:: TEXT ::
Method B and C. Representative synthetic outline for multi-substituted lactam derivatives based on phenylglycine. Reaction conditions: a. SOCl2, Toluene, reflux 4-5 h; b. SOCl2, MeOH, r.t. to 50 °C; c. Halides, MeCN, K2CO3, r.t.; d. CH2Cl2, Et3N, ice-bath to r.t.; e. tBuOK, THF, reflux for 10 to 15 h.
Having efficient access to butylene lactam derivatives 12 and 13, we could envisage another convenient method for preparation of multi-substituted butylene lactam compounds from easily available aromatic amines. As outlined in Scheme 3, a synthetic route for multi-substituted butylene lactam compounds 17 was described, these were conveniently obtained via three steps including N-alkylation, acylation and intramolecular heterocyclization reactions.
Method D. Synthesis of multi-substituted lactam derivatives 17. Reaction conditions: a: SOCl2, reflux 4 to 5 h; b: α-Halides, MeCN, Et3N, r.t. to 30–40 °C; c: CH2Cl2, Et3N, ice-bath to r.t.; d: tBuOK, THF, reflux for 8 to 12 h.
The various aromatic amines 14 were selected as starting materials, which were conveniently converted to the N-substituted amino-acid ester 15 via N-alkylation reactions under ambient conditions. Subsequently, the acylation and intramolecular heterocyclization reactions are processed with the same as aforementioned procedures with good yields (Table 2). Based on the representative data as shown in Table 2, the electron-donating substituents (4-iPr) and electron-withdrawing groups (4-Br) lead to obviously different reactive activity; the latter need longer reaction time and relatively lower yields. The cooperative effect for N,N-disubstituents of the reactant 16 may be the key factor for the different reactivity. Compound 16c containing 4-isopropyl group has the relatively stable amide bond, which lead to the higher reactivity for the adjacent alpha-carbon of carbonyl group. Generally, these procedures that exploit very easily available raw materials, which will have the widely applied prospects to construct multi-substituted lactam derivatives.
:::
:: THE DATA ::
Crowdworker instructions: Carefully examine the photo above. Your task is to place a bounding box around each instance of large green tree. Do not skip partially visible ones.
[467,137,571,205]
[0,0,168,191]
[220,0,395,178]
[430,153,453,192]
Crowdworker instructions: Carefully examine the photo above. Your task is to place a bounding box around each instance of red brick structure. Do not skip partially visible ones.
:::
:: THE DATA ::
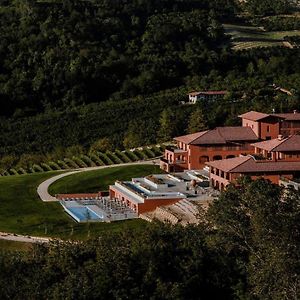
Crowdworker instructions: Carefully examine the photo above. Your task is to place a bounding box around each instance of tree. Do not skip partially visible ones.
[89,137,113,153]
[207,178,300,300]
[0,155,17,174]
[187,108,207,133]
:::
## [THINGS TO DO]
- 1) Render this sentence from the lactam synthesis passage into Spanish: "The cooperative effect for N,N-disubstituents of the reactant 16 may be the key factor for the different reactivity."
- 2) Quote the lactam synthesis passage word for word, starting at "Method B and" and ending at "intramolecular heterocyclization reactions.".

## [ANSWERS PER TASK]
- 1) El efecto cooperativo de los N,N-disustituyentes del reactivo 16 puede ser el factor clave de la diferente reactividad.

- 2)
Method B and C. Representative synthetic outline for multi-substituted lactam derivatives based on phenylglycine. Reaction conditions: a. SOCl2, Toluene, reflux 4-5 h; b. SOCl2, MeOH, r.t. to 50 °C; c. Halides, MeCN, K2CO3, r.t.; d. CH2Cl2, Et3N, ice-bath to r.t.; e. tBuOK, THF, reflux for 10 to 15 h.
Having efficient access to butylene lactam derivatives 12 and 13, we could envisage another convenient method for preparation of multi-substituted butylene lactam compounds from easily available aromatic amines. As outlined in Scheme 3, a synthetic route for multi-substituted butylene lactam compounds 17 was described, these were conveniently obtained via three steps including N-alkylation, acylation and intramolecular heterocyclization reactions.